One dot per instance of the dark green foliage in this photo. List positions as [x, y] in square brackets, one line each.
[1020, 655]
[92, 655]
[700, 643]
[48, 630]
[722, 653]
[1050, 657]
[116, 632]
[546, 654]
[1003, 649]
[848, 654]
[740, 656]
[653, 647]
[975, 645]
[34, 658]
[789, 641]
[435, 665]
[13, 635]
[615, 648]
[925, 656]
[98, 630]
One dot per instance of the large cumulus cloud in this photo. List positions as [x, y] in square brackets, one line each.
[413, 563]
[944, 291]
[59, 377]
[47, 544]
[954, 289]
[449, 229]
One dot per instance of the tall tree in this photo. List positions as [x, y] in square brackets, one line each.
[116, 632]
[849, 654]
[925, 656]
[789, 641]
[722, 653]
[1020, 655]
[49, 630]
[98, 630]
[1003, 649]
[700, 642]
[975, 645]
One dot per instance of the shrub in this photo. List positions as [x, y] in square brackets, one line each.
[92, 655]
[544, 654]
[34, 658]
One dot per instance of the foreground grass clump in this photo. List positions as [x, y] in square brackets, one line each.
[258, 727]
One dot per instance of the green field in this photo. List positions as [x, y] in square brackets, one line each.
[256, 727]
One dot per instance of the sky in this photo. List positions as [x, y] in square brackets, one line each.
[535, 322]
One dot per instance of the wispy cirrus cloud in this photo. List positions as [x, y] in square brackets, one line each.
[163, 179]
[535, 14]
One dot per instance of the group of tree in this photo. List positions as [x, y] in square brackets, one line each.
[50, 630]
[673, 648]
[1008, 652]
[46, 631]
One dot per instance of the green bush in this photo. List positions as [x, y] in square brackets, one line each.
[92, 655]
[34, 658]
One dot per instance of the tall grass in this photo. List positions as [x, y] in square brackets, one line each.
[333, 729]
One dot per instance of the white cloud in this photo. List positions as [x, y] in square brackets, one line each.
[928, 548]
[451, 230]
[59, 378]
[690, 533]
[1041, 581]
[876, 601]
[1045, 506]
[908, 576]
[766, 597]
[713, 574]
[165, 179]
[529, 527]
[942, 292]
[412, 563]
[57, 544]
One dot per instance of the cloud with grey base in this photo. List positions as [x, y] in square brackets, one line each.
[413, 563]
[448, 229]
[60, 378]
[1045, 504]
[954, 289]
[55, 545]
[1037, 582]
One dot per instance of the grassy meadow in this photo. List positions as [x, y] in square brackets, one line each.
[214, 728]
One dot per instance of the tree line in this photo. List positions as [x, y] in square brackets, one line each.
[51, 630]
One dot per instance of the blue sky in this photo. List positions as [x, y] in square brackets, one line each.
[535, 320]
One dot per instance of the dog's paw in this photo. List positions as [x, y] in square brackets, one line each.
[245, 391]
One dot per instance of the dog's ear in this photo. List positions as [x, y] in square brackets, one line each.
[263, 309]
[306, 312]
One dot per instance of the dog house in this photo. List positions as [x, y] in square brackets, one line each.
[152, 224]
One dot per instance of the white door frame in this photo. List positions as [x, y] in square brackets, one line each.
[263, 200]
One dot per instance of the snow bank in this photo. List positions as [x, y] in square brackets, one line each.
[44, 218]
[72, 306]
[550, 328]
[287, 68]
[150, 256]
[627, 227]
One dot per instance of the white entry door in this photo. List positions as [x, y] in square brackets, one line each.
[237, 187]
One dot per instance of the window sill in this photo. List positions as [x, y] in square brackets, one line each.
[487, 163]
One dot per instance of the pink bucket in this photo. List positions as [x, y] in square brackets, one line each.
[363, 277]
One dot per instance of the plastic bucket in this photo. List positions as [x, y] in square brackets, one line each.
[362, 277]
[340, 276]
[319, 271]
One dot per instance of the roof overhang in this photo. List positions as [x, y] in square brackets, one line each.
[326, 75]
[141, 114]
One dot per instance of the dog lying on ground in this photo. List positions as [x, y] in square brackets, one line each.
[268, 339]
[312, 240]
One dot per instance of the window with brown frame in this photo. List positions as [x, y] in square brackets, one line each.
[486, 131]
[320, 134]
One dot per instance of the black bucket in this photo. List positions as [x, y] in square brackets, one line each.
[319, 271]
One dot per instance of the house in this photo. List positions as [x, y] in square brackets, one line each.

* INSTRUCTIONS FOR THE TASK
Take the line containing "One dot per instance of the plastic" and each line after it up to the last line of the listing, and print them exactly.

* RESULT FOR THIS EXERCISE
One dot per instance of the plastic bucket in this photo. List positions as [x, y] in square brackets, one line each.
[362, 277]
[340, 276]
[319, 271]
One dot per instance of the roof overhang in this photo. List positions as [x, y] in square brackets, one line each.
[326, 75]
[141, 114]
One dot per instance of the dog lying on ground in this photo. List positions as [x, y] in square brackets, one line each.
[268, 339]
[312, 240]
One dot per instance of the window with brown frame in this photo. List positions as [x, y] in square brackets, one line each.
[486, 131]
[320, 134]
One dot per instance of the black bucket in this photo. List positions as [x, y] in square brackets, one line each.
[319, 271]
One dot per instance of the house in this photo. List positions as [x, y] in square brackets, one line each.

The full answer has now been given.